• [PROBLEM DESCRIPTION]:
Return the records verbatim from their first line through the line containing "[52,21,236,124]", including both ends, and leave out the pictures.

• [AVAILABLE RECORDS]:
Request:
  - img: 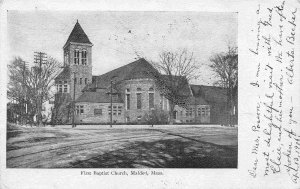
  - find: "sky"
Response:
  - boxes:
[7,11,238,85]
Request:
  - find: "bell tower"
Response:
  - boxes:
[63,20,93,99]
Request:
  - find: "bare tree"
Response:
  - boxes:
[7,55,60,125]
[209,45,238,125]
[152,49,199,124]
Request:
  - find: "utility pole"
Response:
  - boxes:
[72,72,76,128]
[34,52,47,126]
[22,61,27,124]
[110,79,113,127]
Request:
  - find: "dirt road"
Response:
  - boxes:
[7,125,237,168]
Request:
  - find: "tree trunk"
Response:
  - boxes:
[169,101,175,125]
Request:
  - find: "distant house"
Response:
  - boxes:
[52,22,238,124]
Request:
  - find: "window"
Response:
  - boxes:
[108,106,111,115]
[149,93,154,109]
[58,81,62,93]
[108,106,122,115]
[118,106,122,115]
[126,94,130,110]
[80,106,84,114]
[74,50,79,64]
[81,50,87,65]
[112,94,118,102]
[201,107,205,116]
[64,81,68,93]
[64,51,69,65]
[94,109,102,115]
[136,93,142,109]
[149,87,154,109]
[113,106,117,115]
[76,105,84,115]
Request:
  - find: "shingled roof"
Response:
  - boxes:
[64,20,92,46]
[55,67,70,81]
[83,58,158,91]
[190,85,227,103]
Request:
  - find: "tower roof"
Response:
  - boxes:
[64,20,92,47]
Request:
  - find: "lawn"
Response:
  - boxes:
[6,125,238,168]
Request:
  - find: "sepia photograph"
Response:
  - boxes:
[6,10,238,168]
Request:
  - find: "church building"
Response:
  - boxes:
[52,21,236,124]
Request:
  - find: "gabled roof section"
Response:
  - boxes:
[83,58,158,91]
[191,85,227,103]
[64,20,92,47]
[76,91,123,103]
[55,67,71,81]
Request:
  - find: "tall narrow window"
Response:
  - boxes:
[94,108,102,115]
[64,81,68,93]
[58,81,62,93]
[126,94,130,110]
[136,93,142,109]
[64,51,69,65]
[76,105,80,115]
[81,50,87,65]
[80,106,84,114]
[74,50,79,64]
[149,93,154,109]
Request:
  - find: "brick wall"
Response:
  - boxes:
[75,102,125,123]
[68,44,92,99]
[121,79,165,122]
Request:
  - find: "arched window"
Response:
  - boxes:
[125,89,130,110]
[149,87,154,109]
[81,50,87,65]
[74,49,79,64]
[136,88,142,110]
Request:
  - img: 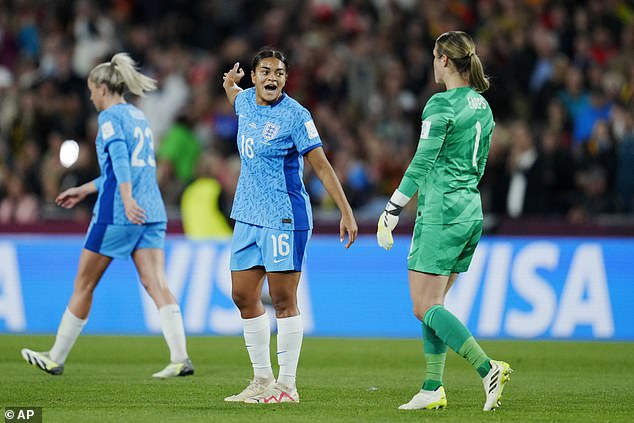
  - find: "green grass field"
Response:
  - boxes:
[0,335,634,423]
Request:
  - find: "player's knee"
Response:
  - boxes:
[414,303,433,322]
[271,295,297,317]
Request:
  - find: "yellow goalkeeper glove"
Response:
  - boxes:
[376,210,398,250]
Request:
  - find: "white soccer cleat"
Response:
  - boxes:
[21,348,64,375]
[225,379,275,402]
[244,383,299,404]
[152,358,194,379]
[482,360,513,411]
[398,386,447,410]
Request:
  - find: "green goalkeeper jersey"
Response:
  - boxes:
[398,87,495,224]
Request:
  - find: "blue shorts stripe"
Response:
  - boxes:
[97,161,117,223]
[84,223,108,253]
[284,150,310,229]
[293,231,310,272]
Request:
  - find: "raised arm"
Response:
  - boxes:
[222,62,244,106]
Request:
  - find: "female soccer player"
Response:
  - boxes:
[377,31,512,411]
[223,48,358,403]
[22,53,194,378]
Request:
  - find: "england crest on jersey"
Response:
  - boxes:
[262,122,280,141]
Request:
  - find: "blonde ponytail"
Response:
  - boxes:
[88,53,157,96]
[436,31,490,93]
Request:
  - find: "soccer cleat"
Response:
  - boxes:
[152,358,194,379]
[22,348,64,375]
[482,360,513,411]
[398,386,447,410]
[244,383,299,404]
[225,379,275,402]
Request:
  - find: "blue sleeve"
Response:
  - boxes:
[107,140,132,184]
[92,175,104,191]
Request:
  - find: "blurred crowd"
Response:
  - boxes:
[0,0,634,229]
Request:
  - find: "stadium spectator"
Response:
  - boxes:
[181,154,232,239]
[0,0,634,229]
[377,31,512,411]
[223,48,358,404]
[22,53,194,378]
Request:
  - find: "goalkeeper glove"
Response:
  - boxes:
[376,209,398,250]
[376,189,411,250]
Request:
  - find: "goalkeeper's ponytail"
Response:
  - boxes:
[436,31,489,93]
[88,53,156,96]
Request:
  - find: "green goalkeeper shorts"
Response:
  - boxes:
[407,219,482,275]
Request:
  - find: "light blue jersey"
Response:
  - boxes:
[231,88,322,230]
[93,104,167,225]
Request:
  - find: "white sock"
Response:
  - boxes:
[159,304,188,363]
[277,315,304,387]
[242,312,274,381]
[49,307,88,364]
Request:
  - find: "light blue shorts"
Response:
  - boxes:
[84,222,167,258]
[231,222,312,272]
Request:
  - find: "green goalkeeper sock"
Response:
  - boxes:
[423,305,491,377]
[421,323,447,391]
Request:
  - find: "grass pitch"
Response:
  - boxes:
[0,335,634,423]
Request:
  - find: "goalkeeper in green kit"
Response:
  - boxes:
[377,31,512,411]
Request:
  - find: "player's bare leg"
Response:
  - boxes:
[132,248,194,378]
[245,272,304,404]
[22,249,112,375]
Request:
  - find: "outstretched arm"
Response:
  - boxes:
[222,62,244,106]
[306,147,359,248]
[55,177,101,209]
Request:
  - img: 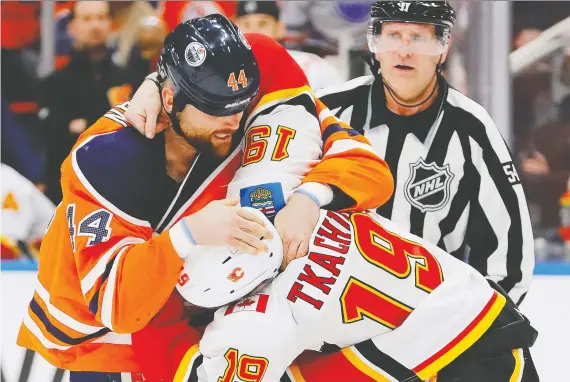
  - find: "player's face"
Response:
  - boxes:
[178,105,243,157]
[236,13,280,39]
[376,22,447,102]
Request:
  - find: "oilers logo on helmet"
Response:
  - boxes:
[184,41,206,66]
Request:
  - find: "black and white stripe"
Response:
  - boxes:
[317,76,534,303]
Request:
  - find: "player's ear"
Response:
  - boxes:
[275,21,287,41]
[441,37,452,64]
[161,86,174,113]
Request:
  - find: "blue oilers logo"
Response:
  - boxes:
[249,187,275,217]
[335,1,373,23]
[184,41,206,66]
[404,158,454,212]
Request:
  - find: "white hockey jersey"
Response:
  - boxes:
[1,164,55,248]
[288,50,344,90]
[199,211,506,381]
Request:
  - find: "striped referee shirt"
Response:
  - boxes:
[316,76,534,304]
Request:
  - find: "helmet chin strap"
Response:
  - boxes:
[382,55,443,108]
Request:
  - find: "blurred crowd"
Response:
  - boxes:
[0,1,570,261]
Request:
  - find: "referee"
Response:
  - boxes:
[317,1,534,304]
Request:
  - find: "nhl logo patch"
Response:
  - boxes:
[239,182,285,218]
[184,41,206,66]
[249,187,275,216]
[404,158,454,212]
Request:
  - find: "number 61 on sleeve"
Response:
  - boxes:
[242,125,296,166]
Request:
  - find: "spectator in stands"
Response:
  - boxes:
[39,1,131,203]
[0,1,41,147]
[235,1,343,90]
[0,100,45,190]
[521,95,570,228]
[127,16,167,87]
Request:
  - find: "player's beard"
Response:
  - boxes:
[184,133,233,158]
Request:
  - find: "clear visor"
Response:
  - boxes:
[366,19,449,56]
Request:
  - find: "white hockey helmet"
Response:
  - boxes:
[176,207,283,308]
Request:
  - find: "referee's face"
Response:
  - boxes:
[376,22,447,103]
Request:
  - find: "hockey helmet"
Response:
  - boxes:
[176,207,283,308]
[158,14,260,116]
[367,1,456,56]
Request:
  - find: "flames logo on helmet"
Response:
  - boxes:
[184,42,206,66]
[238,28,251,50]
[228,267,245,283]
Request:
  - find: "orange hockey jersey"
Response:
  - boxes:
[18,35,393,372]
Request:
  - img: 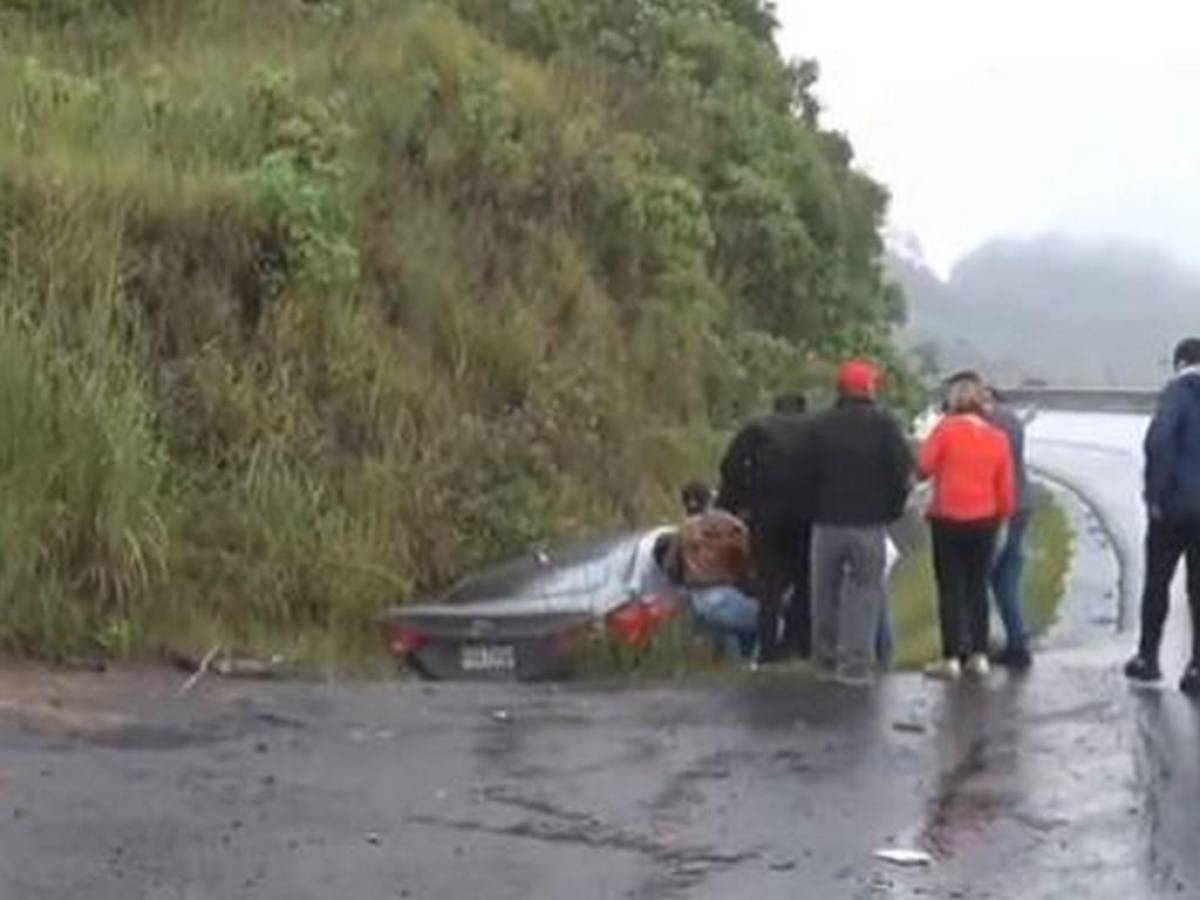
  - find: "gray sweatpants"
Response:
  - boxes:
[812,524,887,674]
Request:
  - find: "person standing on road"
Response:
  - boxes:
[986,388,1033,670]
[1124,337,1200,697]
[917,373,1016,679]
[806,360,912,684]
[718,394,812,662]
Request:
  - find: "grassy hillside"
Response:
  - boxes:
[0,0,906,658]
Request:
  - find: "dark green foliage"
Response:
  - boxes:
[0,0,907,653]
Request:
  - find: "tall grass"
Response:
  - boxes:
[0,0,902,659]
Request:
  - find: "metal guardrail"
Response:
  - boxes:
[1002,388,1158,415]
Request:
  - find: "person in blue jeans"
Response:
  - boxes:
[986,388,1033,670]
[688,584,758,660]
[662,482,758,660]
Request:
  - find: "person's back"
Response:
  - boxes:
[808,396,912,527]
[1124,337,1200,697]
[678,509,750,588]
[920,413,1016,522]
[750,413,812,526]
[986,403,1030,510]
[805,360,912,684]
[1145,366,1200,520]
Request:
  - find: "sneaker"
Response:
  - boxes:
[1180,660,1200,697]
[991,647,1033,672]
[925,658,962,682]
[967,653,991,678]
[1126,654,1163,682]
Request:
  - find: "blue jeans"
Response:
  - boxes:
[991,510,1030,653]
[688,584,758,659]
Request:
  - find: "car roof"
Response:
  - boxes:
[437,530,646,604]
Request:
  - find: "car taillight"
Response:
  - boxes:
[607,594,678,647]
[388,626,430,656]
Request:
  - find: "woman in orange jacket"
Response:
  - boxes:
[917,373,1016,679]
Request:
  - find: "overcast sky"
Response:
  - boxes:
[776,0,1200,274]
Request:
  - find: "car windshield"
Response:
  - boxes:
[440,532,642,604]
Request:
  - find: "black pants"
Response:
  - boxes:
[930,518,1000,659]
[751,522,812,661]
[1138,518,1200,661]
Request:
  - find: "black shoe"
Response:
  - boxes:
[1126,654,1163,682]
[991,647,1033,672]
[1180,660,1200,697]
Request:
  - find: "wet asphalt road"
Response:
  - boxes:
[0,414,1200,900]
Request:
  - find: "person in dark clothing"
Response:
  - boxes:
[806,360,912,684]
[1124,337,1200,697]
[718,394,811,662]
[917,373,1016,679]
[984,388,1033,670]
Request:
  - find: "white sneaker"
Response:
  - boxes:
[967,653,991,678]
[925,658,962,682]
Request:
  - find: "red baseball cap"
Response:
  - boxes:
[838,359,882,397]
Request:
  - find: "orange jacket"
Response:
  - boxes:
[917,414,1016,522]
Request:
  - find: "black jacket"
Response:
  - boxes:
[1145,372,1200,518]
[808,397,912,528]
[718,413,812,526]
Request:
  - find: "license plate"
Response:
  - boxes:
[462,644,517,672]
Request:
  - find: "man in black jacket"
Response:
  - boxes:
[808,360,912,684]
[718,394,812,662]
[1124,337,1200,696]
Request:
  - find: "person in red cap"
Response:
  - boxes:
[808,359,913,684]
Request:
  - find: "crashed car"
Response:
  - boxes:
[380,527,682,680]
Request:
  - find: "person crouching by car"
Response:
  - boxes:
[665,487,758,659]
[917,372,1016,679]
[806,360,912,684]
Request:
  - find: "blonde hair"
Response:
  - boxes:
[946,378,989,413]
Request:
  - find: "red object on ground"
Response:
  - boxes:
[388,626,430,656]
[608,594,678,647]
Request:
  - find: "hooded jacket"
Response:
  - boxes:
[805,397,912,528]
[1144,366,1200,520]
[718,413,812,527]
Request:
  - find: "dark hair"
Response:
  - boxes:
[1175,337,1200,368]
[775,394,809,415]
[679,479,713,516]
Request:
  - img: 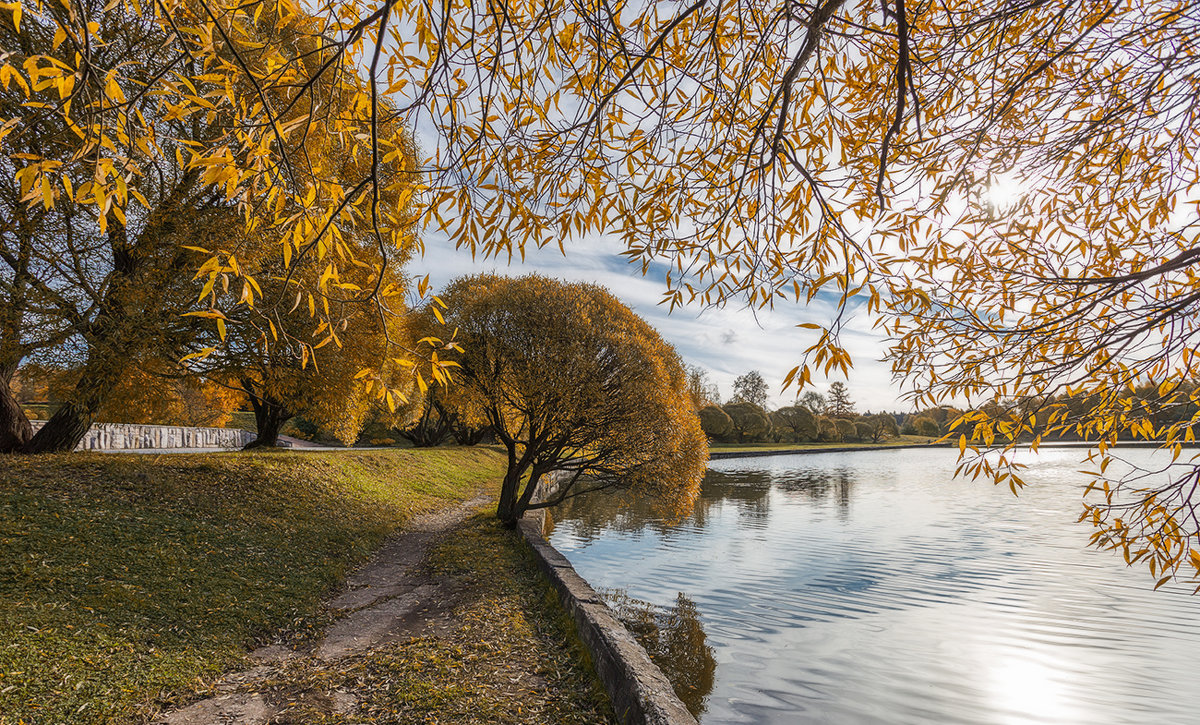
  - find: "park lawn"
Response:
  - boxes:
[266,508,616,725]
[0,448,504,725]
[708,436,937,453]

• [SOLUTION TO THIS EXERCISE]:
Request:
  - img: 
  - find: "sky"
Response:
  - boxes:
[7,11,238,85]
Request:
  - find: "bell tower"
Response:
  - boxes:
[63,20,93,99]
Request:
  - find: "bare tree"
Response:
  - boxes:
[7,55,60,125]
[209,45,238,125]
[152,49,199,124]
Request:
  - find: "utility pole"
Response:
  - boxes:
[72,72,76,128]
[34,52,47,126]
[22,61,27,124]
[110,79,113,127]
Request:
  - find: "dirt road"
Response:
  - boxes:
[7,125,237,168]
Request:
  - find: "tree trunk"
Response:
  - boxes:
[169,101,175,125]
Request:
  - find: "distant house"
Response:
  - boxes:
[52,22,238,124]
Request:
  - find: "window"
Response:
  - boxes:
[108,106,111,115]
[149,93,154,109]
[58,81,62,93]
[108,106,122,115]
[118,106,122,115]
[126,94,130,110]
[80,106,84,114]
[74,50,79,64]
[81,50,87,65]
[112,94,118,102]
[201,107,205,116]
[64,81,68,93]
[64,51,69,65]
[94,109,102,115]
[136,93,142,109]
[149,87,154,109]
[113,106,117,115]
[76,105,84,115]
Request:
  - find: "shingled roof"
Response:
  - boxes:
[64,20,92,46]
[55,67,70,81]
[83,58,158,91]
[190,85,227,103]
Request:
  - find: "tower roof"
Response:
  - boxes:
[64,20,92,47]
Request:
  - find: "lawn"
Response:
  - boxes:
[6,125,238,168]
Request:
  - find: "sepia photograph"
Response:
  - boxes:
[6,10,238,168]
Request:
  - find: "church building"
Response:
  - boxes:
[52,21,236,124]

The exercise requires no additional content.